* _EXERCISE_
Take the line holding "(1159, 297)" as the first line of the answer and the last line of the listing as its end; retype everything between exactly.

* _DATA FOR THE TASK_
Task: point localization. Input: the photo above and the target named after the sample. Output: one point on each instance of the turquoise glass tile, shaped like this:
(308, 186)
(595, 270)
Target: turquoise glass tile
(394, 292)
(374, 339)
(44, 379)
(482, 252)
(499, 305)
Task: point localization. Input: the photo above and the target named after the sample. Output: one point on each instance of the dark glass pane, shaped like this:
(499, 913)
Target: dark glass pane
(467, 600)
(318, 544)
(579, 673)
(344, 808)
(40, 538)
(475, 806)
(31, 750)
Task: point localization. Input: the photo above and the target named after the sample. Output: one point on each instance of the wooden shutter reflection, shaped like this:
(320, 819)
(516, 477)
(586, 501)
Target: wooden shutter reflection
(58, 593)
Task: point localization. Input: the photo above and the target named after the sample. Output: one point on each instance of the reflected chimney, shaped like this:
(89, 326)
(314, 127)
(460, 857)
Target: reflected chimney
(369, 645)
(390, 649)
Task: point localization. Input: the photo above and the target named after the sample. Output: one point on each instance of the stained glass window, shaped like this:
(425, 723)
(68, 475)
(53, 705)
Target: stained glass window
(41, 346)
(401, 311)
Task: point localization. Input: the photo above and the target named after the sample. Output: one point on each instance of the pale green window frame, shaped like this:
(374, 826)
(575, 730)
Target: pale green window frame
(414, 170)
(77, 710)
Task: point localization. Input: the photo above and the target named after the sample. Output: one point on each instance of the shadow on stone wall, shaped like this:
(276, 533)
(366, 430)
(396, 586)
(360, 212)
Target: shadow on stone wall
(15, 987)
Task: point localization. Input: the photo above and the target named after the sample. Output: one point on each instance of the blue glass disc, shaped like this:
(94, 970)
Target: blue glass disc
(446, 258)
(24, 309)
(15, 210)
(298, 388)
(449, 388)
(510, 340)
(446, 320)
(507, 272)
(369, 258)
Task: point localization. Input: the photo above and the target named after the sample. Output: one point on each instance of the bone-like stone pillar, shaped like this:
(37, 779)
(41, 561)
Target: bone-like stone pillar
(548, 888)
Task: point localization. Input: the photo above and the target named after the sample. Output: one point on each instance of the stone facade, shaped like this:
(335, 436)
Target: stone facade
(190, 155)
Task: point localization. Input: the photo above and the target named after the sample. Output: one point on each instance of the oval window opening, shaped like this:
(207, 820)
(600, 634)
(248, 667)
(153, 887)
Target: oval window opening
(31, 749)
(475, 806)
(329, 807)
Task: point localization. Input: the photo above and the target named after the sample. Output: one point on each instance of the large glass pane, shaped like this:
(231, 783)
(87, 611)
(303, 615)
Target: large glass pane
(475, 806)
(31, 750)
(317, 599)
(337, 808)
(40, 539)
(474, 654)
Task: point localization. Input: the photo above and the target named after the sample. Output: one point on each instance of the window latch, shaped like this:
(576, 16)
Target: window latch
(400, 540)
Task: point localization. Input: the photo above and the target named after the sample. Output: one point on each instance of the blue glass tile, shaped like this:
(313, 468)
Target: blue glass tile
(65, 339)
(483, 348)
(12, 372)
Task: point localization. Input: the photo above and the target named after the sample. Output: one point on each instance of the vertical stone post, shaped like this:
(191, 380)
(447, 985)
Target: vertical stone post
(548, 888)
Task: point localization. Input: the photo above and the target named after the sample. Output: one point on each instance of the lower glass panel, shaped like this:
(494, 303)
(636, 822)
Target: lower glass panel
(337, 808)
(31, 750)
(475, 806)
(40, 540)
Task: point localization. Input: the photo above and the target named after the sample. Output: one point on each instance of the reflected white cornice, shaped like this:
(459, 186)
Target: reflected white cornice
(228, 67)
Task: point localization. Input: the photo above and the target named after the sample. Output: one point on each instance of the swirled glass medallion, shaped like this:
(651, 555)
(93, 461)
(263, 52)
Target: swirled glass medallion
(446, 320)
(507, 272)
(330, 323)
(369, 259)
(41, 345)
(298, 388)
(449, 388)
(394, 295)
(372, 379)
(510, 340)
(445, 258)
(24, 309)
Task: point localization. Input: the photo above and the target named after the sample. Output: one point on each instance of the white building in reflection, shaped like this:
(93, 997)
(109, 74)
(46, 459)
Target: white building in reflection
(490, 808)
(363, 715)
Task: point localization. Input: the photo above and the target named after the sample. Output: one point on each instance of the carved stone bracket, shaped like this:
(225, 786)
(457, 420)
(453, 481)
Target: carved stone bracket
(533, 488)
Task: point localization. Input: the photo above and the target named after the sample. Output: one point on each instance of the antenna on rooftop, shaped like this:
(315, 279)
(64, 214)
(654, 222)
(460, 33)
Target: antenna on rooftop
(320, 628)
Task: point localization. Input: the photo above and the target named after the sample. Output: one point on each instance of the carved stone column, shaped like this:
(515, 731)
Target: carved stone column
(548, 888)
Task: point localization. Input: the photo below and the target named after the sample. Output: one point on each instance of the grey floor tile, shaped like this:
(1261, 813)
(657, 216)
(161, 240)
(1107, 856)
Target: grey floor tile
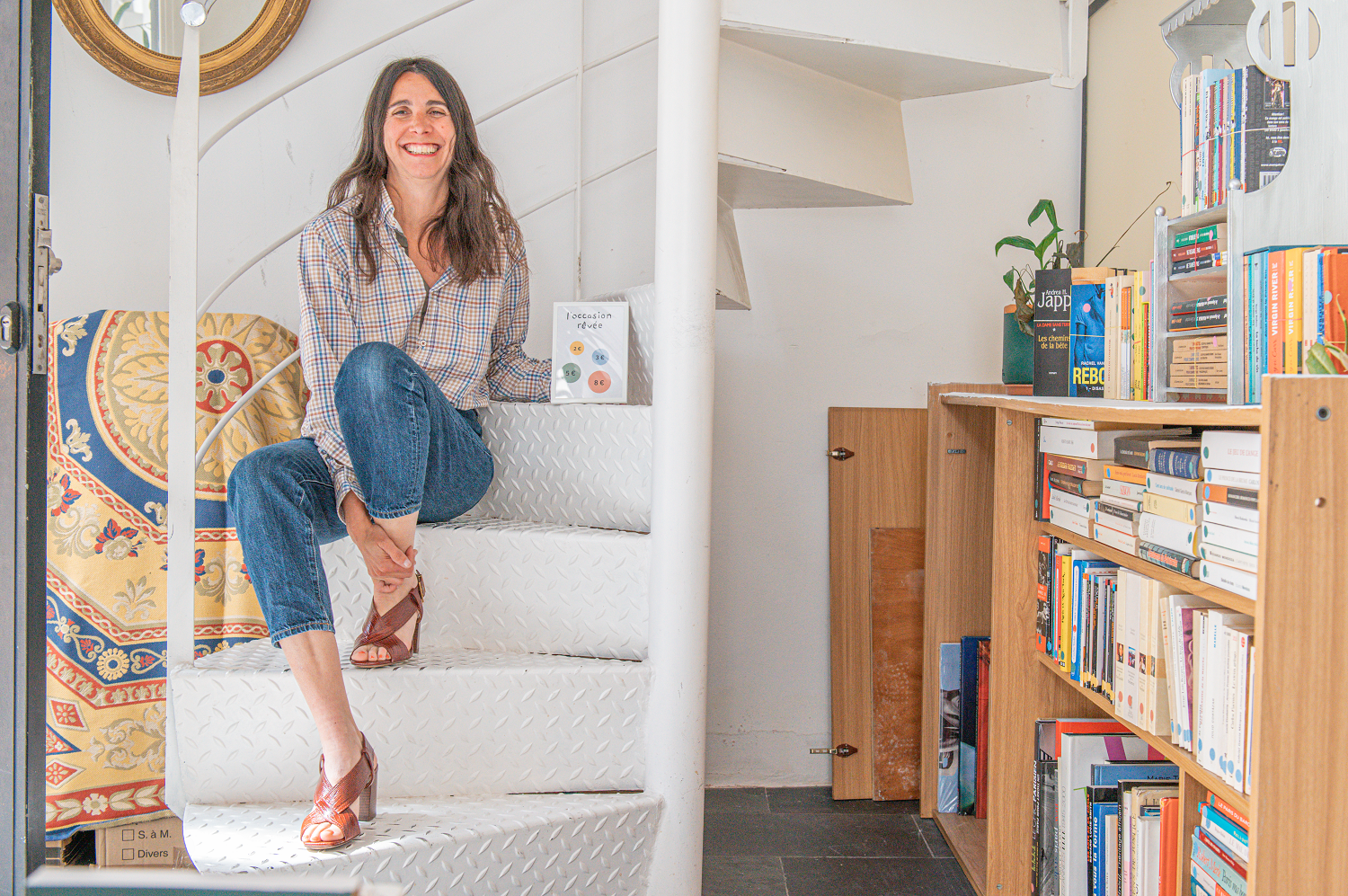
(743, 876)
(933, 837)
(811, 834)
(736, 799)
(875, 877)
(820, 799)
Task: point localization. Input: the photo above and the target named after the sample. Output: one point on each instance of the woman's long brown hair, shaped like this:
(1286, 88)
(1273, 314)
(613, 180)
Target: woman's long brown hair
(474, 226)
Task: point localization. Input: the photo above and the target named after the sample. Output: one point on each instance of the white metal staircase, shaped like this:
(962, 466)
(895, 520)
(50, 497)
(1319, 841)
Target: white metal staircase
(528, 696)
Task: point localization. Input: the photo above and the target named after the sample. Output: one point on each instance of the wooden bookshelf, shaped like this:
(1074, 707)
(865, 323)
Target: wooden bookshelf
(980, 580)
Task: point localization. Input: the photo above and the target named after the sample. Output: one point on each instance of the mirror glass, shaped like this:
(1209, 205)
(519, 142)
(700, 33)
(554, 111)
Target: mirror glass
(156, 26)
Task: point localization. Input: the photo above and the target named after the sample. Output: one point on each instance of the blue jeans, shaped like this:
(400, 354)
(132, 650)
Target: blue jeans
(412, 450)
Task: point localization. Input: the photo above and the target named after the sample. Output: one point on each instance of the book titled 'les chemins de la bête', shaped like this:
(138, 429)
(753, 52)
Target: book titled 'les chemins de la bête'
(1068, 336)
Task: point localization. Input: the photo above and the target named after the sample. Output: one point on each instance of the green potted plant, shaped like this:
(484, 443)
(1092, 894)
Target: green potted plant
(1016, 321)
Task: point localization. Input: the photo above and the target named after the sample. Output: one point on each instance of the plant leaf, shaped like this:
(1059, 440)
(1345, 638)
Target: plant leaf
(1318, 361)
(1337, 355)
(1045, 243)
(1018, 242)
(1045, 208)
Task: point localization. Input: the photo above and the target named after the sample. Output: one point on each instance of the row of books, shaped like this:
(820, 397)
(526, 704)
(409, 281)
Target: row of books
(1173, 664)
(1199, 250)
(1220, 856)
(1235, 124)
(1183, 500)
(1097, 795)
(1107, 820)
(962, 755)
(1092, 333)
(1294, 297)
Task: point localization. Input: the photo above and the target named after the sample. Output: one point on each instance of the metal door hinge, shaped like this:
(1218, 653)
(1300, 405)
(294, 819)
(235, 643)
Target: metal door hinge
(45, 263)
(841, 750)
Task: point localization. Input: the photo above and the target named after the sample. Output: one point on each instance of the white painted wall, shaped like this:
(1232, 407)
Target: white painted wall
(851, 307)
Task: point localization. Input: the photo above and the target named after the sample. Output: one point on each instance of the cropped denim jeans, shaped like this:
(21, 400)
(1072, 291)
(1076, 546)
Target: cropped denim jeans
(410, 448)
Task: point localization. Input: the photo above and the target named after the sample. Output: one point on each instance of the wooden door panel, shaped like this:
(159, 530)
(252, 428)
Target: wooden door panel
(881, 485)
(897, 561)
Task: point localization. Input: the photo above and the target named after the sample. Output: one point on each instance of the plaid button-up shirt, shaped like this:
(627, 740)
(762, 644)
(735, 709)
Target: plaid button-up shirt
(468, 337)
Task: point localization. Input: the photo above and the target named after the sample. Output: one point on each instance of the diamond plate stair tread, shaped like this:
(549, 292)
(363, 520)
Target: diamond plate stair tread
(504, 585)
(448, 723)
(569, 464)
(520, 845)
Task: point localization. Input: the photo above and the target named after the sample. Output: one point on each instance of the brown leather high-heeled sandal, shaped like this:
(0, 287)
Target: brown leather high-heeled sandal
(332, 802)
(382, 631)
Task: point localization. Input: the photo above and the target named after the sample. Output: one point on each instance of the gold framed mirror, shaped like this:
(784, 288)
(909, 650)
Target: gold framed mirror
(137, 40)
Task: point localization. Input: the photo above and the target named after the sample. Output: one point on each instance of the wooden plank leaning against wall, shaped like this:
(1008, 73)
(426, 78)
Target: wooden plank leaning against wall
(882, 483)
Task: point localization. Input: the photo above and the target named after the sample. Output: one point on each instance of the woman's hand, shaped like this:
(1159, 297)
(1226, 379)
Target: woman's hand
(387, 564)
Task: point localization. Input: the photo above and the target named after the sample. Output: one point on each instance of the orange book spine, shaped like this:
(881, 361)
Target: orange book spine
(1170, 845)
(1275, 323)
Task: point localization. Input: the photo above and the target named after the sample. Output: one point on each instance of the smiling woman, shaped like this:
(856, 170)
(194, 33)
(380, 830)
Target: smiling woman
(139, 40)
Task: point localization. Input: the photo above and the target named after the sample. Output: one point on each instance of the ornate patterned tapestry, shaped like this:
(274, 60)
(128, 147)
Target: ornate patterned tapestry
(107, 453)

* _THE COMPLETED TASK_
(1159, 297)
(1226, 379)
Target: woman's hand
(387, 564)
Task: point localization. Input: the photo above and the target named after the sample. Output: one point on each instance of the orange book spine, shaped like this:
(881, 361)
Target: orange book spine
(1170, 845)
(1275, 323)
Task: point localization. Input: the photo above and the target named after the sample. Output: one point on each instance of the smiling woman, shaped like this:
(856, 170)
(194, 33)
(380, 830)
Target: smiling woman
(139, 40)
Task: point localization. Input: the photo above and the target named after the sample. Output: one point on each instance of the ornate patterned tapestry, shaped like this:
(274, 60)
(128, 147)
Target: ornate patterned tapestry
(107, 453)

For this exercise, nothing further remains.